## Do this
Reproduce every line of the material below, requests included, shifting each coordinate value in the answers up by 69.

## Coordinate labeling material
** START **
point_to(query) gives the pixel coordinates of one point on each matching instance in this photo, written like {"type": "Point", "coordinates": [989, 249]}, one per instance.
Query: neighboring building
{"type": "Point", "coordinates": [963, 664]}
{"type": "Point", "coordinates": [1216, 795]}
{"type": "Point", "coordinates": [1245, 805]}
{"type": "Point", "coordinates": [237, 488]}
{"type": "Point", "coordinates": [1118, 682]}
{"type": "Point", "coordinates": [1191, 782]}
** END **
## Solved problem
point_to(query) gives the pixel coordinates of one point on each matching instance in this photo, written like {"type": "Point", "coordinates": [989, 249]}, one per instance.
Query: neighboring building
{"type": "Point", "coordinates": [1032, 733]}
{"type": "Point", "coordinates": [1285, 864]}
{"type": "Point", "coordinates": [1314, 874]}
{"type": "Point", "coordinates": [306, 557]}
{"type": "Point", "coordinates": [1187, 751]}
{"type": "Point", "coordinates": [1260, 851]}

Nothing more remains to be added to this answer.